TASK TO CARRY OUT. Repeat each entry below exactly.

DATA TO EXAMINE.
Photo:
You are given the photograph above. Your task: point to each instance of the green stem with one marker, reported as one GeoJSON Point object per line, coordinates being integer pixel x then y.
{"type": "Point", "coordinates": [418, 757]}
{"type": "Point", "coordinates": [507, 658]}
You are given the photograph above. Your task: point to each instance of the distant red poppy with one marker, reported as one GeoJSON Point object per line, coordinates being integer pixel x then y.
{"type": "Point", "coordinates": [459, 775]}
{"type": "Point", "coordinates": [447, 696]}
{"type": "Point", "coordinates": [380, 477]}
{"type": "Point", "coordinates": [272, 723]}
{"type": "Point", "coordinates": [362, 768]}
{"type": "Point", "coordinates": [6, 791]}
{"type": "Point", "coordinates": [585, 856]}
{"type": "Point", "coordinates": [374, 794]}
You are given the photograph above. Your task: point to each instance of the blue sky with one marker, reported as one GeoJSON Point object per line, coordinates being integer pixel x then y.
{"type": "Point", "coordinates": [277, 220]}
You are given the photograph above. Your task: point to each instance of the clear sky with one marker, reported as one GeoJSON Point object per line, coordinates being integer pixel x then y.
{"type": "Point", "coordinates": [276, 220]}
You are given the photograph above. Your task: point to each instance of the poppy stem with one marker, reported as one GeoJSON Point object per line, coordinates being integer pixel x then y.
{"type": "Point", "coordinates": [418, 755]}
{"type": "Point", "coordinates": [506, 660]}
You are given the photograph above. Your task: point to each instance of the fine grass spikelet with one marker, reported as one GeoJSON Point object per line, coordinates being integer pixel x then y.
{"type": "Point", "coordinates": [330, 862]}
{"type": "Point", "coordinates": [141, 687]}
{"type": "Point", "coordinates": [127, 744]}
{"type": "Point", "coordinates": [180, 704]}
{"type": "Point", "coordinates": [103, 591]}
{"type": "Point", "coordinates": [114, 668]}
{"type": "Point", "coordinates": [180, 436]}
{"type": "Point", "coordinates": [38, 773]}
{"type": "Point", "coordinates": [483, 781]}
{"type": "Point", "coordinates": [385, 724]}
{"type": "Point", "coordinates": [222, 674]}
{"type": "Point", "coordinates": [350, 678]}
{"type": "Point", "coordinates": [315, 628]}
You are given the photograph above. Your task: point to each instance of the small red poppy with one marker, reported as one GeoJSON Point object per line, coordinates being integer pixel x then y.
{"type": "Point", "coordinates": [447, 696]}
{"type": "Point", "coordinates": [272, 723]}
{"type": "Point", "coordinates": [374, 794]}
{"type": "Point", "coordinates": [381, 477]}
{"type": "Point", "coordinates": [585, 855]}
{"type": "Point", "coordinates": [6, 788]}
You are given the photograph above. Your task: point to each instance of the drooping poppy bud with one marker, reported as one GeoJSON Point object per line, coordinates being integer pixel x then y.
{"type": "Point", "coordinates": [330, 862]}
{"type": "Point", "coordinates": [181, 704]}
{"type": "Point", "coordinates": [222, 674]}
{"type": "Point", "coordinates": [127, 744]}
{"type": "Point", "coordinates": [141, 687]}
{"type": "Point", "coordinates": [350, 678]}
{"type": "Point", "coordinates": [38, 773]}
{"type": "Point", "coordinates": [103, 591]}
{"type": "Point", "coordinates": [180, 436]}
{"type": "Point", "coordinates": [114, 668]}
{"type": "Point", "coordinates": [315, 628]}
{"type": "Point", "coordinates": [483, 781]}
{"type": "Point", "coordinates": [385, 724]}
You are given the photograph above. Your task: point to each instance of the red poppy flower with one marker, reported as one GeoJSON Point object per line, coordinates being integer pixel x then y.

EXERCISE RESULT.
Photo:
You are given the photograph above. Your task: point to each instance of the green stem with one marker, reported as one GeoJSON Point object per line, coordinates being integer pixel x then y.
{"type": "Point", "coordinates": [418, 757]}
{"type": "Point", "coordinates": [507, 658]}
You are given the photograph above. Your task: point to each instance of the distant red poppy with one marker, reported as one GeoJSON Point object per line, coordinates being integer pixel x then y.
{"type": "Point", "coordinates": [459, 775]}
{"type": "Point", "coordinates": [447, 696]}
{"type": "Point", "coordinates": [380, 477]}
{"type": "Point", "coordinates": [272, 723]}
{"type": "Point", "coordinates": [362, 768]}
{"type": "Point", "coordinates": [6, 791]}
{"type": "Point", "coordinates": [585, 856]}
{"type": "Point", "coordinates": [374, 794]}
You are given the photograph above. Your task: point to each instance of the blue sky with one marker, reported as one GeoJSON Point object per line, coordinates being integer pixel x then y.
{"type": "Point", "coordinates": [277, 220]}
You are given the photograph above. Your task: point to each instance of the clear sky with one marker, reported as one GeoJSON Point object per line, coordinates being integer pixel x then y.
{"type": "Point", "coordinates": [276, 220]}
You are given the photograph above. Your task: point to each instance of the poppy stem with one marker, reported as one GeoJSON Point object per line, coordinates being integer pixel x then y.
{"type": "Point", "coordinates": [418, 755]}
{"type": "Point", "coordinates": [506, 660]}
You are given the photograph above. Your task: point to each instance of the fine grass spikelet with one marker, reported as one GeoJSON Point object per line, coordinates being integer pixel x then y.
{"type": "Point", "coordinates": [330, 862]}
{"type": "Point", "coordinates": [141, 687]}
{"type": "Point", "coordinates": [127, 744]}
{"type": "Point", "coordinates": [180, 704]}
{"type": "Point", "coordinates": [103, 591]}
{"type": "Point", "coordinates": [114, 668]}
{"type": "Point", "coordinates": [180, 436]}
{"type": "Point", "coordinates": [38, 773]}
{"type": "Point", "coordinates": [483, 781]}
{"type": "Point", "coordinates": [385, 724]}
{"type": "Point", "coordinates": [222, 674]}
{"type": "Point", "coordinates": [350, 678]}
{"type": "Point", "coordinates": [315, 628]}
You are given the photograph above. Your task: point to each instance of the small red poppy with one marker, reported as one GeoJSON Point object per line, coordinates being integer pixel x then y.
{"type": "Point", "coordinates": [447, 696]}
{"type": "Point", "coordinates": [272, 723]}
{"type": "Point", "coordinates": [374, 794]}
{"type": "Point", "coordinates": [381, 477]}
{"type": "Point", "coordinates": [585, 855]}
{"type": "Point", "coordinates": [6, 788]}
You are given the photograph above. Your task: point to each instance of the drooping poppy bud with one marker, reported as one GeoJSON Point object per line, coordinates being integer pixel x then y.
{"type": "Point", "coordinates": [330, 862]}
{"type": "Point", "coordinates": [181, 704]}
{"type": "Point", "coordinates": [222, 674]}
{"type": "Point", "coordinates": [127, 744]}
{"type": "Point", "coordinates": [141, 687]}
{"type": "Point", "coordinates": [350, 678]}
{"type": "Point", "coordinates": [38, 773]}
{"type": "Point", "coordinates": [103, 591]}
{"type": "Point", "coordinates": [180, 436]}
{"type": "Point", "coordinates": [114, 668]}
{"type": "Point", "coordinates": [315, 628]}
{"type": "Point", "coordinates": [483, 781]}
{"type": "Point", "coordinates": [385, 724]}
You are given the photograph above. Your task: point to each instance of the red poppy flower with one marker, reported as one GeoJSON Point object per line, coordinates being integer pixel x then y.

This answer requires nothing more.